Source passage:
--------------------------------
In Wilder’s vision real love comes only through pain; perhaps that’s what distinguishes his ‘touch’ from that of his mentor Ernst Lubitsch. The residue of romance hangs over the film’s loser-lovers like a dark cloud. Sheldrake’s secretary is a woman changed for the worse through love. Hope Holiday’s heartbreak is over her jockey boyfriend jailed by Castro; she may be a joke but her loss is genuine. The Apartment’s romantic couple is neither perfect nor without sin. They’re adrift in a world where their personal plight is no more ‘important’ than anyone else’s.
Was the story’s rejection of standard goody-goody moralizing really that dangerous? The eager young Baxter is convinced that a little cheating is part of the game, and the heroine suffers from low self esteem. No higher moral authority protests the general infidelity and sordidness on exhibit. Did reviewers really prefer Debbie Reynolds movies? Perhaps they saw Wilder as a corrupt European mocking decent American values.
--------------------------------
Problem set:
[1] For each statement, answer yes or no according to the passage on The Apartment, and quote the exact words of the passage that decide it: (a) Baxter believes that some cheating is acceptable. (b) Ernst Lubitsch was Wilder's mentor. (c) The film's romantic couple is presented as perfect.
[2] Continue the passage on Wilder's film The Apartment, starting after its last sentence.
The items that come next are separate material and have no connection to the passage on The Apartment.

[Saved entries]
--------------------------------
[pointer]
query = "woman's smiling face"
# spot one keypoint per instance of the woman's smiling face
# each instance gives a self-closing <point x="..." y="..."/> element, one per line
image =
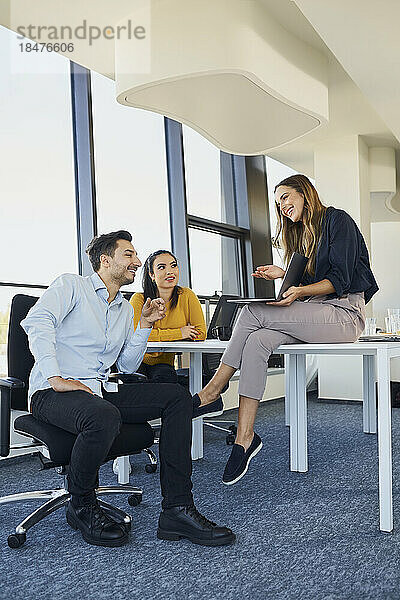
<point x="291" y="202"/>
<point x="165" y="272"/>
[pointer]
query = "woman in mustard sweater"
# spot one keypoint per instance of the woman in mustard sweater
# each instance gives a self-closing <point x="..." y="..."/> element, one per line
<point x="184" y="316"/>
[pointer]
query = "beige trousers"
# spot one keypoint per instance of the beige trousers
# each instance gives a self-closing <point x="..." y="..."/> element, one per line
<point x="261" y="328"/>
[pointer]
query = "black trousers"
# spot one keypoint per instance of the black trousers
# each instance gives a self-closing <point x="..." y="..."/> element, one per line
<point x="160" y="372"/>
<point x="97" y="421"/>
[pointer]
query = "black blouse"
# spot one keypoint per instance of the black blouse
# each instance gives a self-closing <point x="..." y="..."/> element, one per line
<point x="342" y="257"/>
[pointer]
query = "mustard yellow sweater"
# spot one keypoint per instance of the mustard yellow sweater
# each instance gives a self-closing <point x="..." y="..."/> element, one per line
<point x="187" y="311"/>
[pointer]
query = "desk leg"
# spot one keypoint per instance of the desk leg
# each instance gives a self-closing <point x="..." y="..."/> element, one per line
<point x="288" y="365"/>
<point x="384" y="441"/>
<point x="298" y="414"/>
<point x="195" y="385"/>
<point x="369" y="395"/>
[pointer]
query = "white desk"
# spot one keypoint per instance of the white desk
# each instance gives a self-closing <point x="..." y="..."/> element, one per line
<point x="195" y="350"/>
<point x="376" y="355"/>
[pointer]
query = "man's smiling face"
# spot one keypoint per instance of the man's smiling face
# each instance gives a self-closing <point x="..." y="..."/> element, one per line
<point x="124" y="264"/>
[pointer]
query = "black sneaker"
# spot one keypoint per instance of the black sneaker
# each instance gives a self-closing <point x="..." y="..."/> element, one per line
<point x="239" y="461"/>
<point x="213" y="409"/>
<point x="186" y="522"/>
<point x="96" y="526"/>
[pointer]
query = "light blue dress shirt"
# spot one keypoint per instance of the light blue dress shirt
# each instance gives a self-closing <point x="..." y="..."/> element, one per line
<point x="75" y="333"/>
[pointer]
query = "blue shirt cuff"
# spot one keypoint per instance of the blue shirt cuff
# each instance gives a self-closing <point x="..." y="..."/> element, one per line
<point x="49" y="367"/>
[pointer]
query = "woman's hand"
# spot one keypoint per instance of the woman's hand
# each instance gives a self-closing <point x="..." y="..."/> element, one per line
<point x="292" y="294"/>
<point x="152" y="311"/>
<point x="269" y="272"/>
<point x="189" y="332"/>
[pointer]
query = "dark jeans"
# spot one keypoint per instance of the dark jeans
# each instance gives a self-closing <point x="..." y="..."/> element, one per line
<point x="97" y="421"/>
<point x="160" y="373"/>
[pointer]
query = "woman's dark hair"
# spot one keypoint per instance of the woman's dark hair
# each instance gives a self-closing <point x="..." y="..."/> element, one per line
<point x="105" y="244"/>
<point x="150" y="289"/>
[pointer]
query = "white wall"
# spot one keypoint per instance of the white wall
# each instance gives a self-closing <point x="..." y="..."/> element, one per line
<point x="385" y="264"/>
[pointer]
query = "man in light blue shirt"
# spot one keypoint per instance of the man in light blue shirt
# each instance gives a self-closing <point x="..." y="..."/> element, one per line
<point x="77" y="331"/>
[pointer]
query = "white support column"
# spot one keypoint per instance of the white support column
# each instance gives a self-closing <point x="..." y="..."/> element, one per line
<point x="369" y="394"/>
<point x="122" y="467"/>
<point x="195" y="385"/>
<point x="288" y="391"/>
<point x="384" y="441"/>
<point x="298" y="413"/>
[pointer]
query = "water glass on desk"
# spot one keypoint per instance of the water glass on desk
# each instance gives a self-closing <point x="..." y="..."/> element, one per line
<point x="392" y="321"/>
<point x="370" y="326"/>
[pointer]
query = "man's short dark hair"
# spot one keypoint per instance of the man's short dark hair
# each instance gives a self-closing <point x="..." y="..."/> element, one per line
<point x="105" y="244"/>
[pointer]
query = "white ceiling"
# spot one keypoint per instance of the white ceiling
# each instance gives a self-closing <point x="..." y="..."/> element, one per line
<point x="359" y="38"/>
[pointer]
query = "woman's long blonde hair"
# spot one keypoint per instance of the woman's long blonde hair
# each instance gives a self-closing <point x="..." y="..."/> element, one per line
<point x="302" y="236"/>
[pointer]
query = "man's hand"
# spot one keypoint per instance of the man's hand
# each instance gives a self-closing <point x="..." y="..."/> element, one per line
<point x="68" y="385"/>
<point x="268" y="272"/>
<point x="189" y="332"/>
<point x="292" y="294"/>
<point x="152" y="311"/>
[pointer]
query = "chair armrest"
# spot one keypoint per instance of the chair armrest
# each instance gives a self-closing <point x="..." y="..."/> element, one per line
<point x="128" y="377"/>
<point x="7" y="384"/>
<point x="11" y="383"/>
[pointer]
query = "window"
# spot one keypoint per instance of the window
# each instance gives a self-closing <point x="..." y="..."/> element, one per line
<point x="130" y="166"/>
<point x="203" y="176"/>
<point x="37" y="207"/>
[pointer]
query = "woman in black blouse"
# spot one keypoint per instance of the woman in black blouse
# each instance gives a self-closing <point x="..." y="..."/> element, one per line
<point x="328" y="306"/>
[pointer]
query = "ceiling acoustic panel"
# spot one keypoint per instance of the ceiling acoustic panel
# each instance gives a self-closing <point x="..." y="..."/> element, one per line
<point x="226" y="69"/>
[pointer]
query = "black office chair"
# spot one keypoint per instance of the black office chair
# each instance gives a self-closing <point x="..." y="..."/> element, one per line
<point x="54" y="445"/>
<point x="221" y="325"/>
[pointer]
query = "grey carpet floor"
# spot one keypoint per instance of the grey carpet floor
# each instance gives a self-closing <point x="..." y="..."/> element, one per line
<point x="311" y="536"/>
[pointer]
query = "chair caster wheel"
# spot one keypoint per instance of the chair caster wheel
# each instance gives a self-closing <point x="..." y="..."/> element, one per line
<point x="16" y="540"/>
<point x="150" y="468"/>
<point x="134" y="499"/>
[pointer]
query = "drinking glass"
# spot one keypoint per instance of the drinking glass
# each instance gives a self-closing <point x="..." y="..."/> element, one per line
<point x="370" y="326"/>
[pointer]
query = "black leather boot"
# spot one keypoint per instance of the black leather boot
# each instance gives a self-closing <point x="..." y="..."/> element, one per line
<point x="186" y="522"/>
<point x="96" y="526"/>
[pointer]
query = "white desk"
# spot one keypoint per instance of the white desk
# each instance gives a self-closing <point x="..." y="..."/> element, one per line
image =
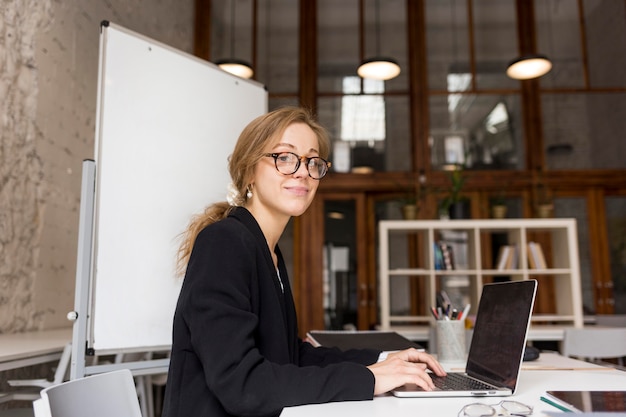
<point x="535" y="333"/>
<point x="549" y="373"/>
<point x="32" y="348"/>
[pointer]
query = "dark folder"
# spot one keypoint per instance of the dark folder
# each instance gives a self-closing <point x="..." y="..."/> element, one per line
<point x="344" y="340"/>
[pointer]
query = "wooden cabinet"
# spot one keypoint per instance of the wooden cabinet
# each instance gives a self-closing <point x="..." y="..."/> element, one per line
<point x="477" y="244"/>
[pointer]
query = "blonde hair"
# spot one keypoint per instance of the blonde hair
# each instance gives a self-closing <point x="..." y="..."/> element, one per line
<point x="248" y="151"/>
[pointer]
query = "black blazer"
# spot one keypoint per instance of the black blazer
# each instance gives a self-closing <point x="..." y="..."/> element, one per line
<point x="235" y="347"/>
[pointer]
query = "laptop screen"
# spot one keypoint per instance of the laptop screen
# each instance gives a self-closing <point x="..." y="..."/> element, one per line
<point x="499" y="338"/>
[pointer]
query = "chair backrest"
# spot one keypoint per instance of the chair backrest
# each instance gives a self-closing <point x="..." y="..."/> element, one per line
<point x="611" y="320"/>
<point x="595" y="342"/>
<point x="103" y="395"/>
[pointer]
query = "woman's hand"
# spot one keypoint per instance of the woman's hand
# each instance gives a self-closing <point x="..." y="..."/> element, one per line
<point x="405" y="367"/>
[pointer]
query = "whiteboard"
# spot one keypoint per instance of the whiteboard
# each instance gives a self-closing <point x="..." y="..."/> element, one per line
<point x="166" y="124"/>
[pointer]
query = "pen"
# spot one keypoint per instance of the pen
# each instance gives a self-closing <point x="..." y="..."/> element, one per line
<point x="465" y="312"/>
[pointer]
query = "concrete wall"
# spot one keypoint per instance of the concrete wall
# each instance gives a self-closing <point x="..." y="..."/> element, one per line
<point x="48" y="81"/>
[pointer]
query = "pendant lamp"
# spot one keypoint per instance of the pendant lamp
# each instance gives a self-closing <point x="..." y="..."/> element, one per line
<point x="233" y="65"/>
<point x="378" y="67"/>
<point x="528" y="67"/>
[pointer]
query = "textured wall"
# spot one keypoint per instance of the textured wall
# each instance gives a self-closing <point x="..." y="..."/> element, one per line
<point x="48" y="82"/>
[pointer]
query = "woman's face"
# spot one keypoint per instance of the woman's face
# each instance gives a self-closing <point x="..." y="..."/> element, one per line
<point x="276" y="194"/>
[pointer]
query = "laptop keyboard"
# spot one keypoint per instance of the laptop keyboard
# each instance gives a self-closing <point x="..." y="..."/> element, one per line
<point x="458" y="382"/>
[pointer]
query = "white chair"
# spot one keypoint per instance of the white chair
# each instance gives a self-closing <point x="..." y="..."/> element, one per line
<point x="611" y="320"/>
<point x="36" y="385"/>
<point x="103" y="395"/>
<point x="595" y="343"/>
<point x="59" y="376"/>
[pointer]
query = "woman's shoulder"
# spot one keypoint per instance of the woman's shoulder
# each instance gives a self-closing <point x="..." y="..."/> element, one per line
<point x="232" y="226"/>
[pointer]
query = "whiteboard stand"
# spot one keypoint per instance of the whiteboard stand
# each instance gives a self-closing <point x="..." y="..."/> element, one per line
<point x="80" y="315"/>
<point x="83" y="299"/>
<point x="166" y="122"/>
--------------------------------
Set of answers:
[1]
(a) Yes: "The eager young Baxter is convinced that a little cheating is part of the game"
(b) Yes: "his mentor Ernst Lubitsch"
(c) No: "The Apartment’s romantic couple is neither perfect nor without sin."

[2]
The theme of suicide was not encouraged in Hollywood yet Wilder repeatedly touched upon it, often only in dialogue. Overt suicide attempts feature in Sunset Blvd. and Sabrina. Baxter talks about once considering killing himself with a .45 automatic. Fran Kubelick’s flash of suicidal despair is wholly understandable, and Wilder makes of it a humanist, moral statement. Alone in ‘some schmuck’s apartment’ and lost in a situation that ‘nice’ movies never acknowledged, poor Fran is the era’s most effective refutation of the Playboy philosophy.
Billy Wilder isn’t given enough credit as a superb visual storyteller. For this observer the film’s most cinematic moment is a brilliant use of an objective/subjective shot, in the scene in which MacLaine’s Fran Kubelik decides to kill herself; I’ve never read or heard it called out by a critic. Washing her face at Baxter’s bathroom sink, Fran spies the pill bottle in the iris- like inset reflection of a shaving mirror. Without a cut-back to Fran we see a disembodied hand reach in and take the pills. It’s as if the hand belongs to another person: Whose hand is that?, Fran might be thinking. Suicide survivors sometimes describe their attempts as happening in the third person, as if somebody else was committing the act, and they were a mere observer. Wilder expresses that psychological disassociation in visual terms. In her shaky emotional state, Fran is not responsible.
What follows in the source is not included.